*DIRECTION*:
Write out the lines below as a numbered list, skipping any blank lines and leaving out the pictures.

*DATA PROVIDED*:
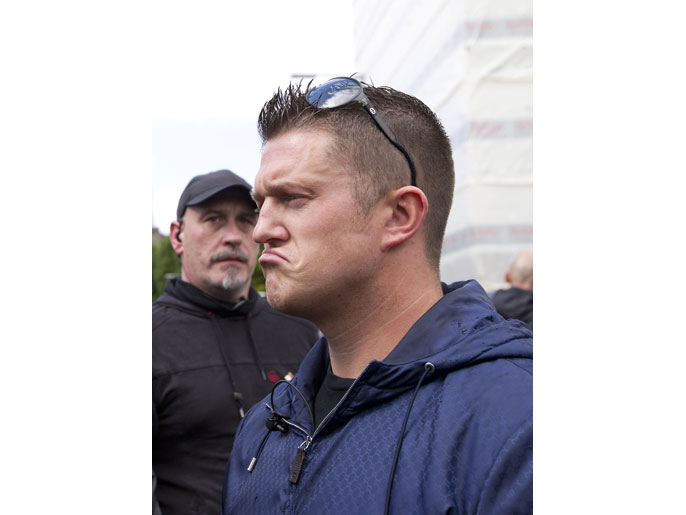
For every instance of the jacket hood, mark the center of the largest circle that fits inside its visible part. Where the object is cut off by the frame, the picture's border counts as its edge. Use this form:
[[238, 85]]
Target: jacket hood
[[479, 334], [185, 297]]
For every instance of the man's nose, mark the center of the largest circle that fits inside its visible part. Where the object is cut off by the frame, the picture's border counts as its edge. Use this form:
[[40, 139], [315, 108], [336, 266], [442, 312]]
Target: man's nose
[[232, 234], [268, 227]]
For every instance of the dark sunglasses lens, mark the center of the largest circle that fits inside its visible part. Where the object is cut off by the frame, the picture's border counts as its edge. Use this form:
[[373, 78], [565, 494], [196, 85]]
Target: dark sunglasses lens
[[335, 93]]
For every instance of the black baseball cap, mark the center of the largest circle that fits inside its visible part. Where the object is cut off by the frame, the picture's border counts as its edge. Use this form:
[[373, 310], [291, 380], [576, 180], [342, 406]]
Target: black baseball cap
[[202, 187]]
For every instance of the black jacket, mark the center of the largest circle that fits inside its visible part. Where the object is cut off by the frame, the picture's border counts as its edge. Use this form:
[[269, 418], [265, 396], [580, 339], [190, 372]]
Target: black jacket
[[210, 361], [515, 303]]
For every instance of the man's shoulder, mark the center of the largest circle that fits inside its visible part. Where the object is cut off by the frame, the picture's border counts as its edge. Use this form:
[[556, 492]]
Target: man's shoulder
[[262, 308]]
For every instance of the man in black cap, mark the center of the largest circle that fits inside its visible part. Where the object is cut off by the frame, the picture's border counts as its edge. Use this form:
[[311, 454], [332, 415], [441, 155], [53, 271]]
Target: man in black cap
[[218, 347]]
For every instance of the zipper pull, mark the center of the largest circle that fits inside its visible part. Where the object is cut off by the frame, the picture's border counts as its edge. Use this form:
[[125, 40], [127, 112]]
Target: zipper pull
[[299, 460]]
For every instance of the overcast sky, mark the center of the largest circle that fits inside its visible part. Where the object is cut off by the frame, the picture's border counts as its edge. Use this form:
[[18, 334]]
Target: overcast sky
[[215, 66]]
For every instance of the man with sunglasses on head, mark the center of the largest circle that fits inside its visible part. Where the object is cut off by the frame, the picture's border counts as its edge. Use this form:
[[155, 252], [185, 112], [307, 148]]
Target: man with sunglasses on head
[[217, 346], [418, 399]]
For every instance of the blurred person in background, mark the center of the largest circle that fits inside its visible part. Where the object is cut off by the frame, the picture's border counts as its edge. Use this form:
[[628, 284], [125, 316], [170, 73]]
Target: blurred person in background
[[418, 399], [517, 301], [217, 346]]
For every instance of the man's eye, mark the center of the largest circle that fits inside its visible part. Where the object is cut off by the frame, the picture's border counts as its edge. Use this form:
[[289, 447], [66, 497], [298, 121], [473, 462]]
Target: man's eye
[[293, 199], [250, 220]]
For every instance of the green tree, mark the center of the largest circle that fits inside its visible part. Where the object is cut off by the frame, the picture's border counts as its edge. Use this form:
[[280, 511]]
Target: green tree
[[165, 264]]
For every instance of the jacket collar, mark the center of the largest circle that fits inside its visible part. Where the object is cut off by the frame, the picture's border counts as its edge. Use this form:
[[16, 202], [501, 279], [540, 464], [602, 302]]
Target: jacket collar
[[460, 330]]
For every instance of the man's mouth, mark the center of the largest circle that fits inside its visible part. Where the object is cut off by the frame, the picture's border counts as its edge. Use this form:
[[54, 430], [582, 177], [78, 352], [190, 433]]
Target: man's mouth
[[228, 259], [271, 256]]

*RESPONSE*:
1. For every instance of the jacket hood, mark the center of the largest circle that fits inside its visible part. Where the object is cut off by the frame, the picture's border counts as its edge. Use this form:
2. [[238, 85]]
3. Target: jacket hood
4. [[479, 334], [185, 297]]
5. For every instance of the man's nose, mark the center of the largest circle that fits inside its visible part. Where the object is cut off by the frame, the picture's border counts as its edge. Use this form:
6. [[40, 139], [315, 108], [336, 266], [442, 312]]
7. Target: man's nose
8. [[232, 234], [268, 227]]
9. For every instance of the dark sunglasses lens, mark the center of the largest circle that fits inside its visible part. Where the object is cut off by the frame, the picture's border counts as its edge. Use this form:
10. [[373, 78], [565, 494], [196, 85]]
11. Target: dark sunglasses lens
12. [[335, 93]]
13. For every instance of the black baseball cap, mark the center of the largest circle that fits inside its visible part. Where the object is cut off by the frame, the picture's border counts as its edge. Use this form:
14. [[373, 310], [291, 380], [576, 180], [342, 406]]
15. Target: black baseball cap
16. [[202, 187]]
17. For every instance of the black jacket, mark the center of the largest circle that fits inside its visible part. Where the object is cut off by the frame, the picture's border counts as its edge. Use this form:
18. [[269, 418], [265, 396], [580, 339], [190, 372]]
19. Target: black jacket
20. [[210, 361], [515, 303]]
21. For every instance of the man's shoulder, mark the center of the largest circle that fits inside its visible part. Where the object is cut off by the frame, the picture's border counts as its edge. Use this form:
22. [[556, 492]]
23. Target: man's shoulder
24. [[262, 308]]
25. For every instance of the man in black cap, mark the center of the largest circle that fits inside its visible part. Where the object is cut off by the frame, the picture's border counts as its edge. Use this form:
26. [[311, 454], [332, 415], [441, 155], [53, 271]]
27. Target: man in black cap
28. [[218, 347]]
29. For every instance of the zipper pull, mark the center of the largest circle that fits inside its visible part. Where the object is cut off by the frame, the picture's border counts as its edge. Use this form:
30. [[125, 40], [127, 112]]
31. Target: zipper pull
32. [[299, 460]]
33. For every instance of the overcast sky, mark the center of the largest circle that fits inside its visible part. Where the object is cut off by the frame, the picture's border counts as its edge. Use this form:
34. [[18, 334]]
35. Target: overcast sky
36. [[215, 66]]
37. For every instance of the man with sunglasses on head, mark the center of the largest circle that fits inside its visible part. Where the object is cut off by the frame, the picture's border counts as its edge. Use this form:
38. [[155, 252], [185, 112], [307, 148]]
39. Target: man with sunglasses on head
40. [[217, 346], [418, 399]]
41. For every instance of the blurred person in background, mark the center of the largest circle that fits inside its visible part. Where the object is cut off by the frame, the picture's border counts as its edge. Use this form:
42. [[628, 284], [125, 316], [170, 73]]
43. Target: blurred person in background
44. [[418, 399], [517, 301], [217, 346]]
45. For every instance of the man's eye, mark the center of the largest circle that fits inside its visible part. Where the object is cut off by the frame, the picture's border counts as its edge. Use this form:
46. [[289, 447], [66, 497], [298, 121], [473, 462]]
47. Target: man's eye
48. [[293, 199], [250, 220]]
49. For every instance of the green tree, mark the center of the largest circle that fits inside its visible part. Where the object is cut off by the frame, the picture's border counts as its edge. Use this form:
50. [[280, 511]]
51. Target: green tree
52. [[165, 264]]
53. For every instance of the jacket collar, mark the center of the largest circle that fits inside its visible part. Where the object is cut off by the frame, the picture's border counts as its edge. Use this form:
54. [[16, 202], [501, 279], [540, 464], [602, 302]]
55. Target: jacket collar
56. [[460, 330]]
57. For every instance of the man's mouth, mark the center of the largest circle that fits inside its visible part. Where the object is cut off by the frame, the picture's border counts as its edge. Use this form:
58. [[54, 430], [582, 177], [78, 352], [190, 433]]
59. Target: man's mouth
60. [[228, 259], [271, 256]]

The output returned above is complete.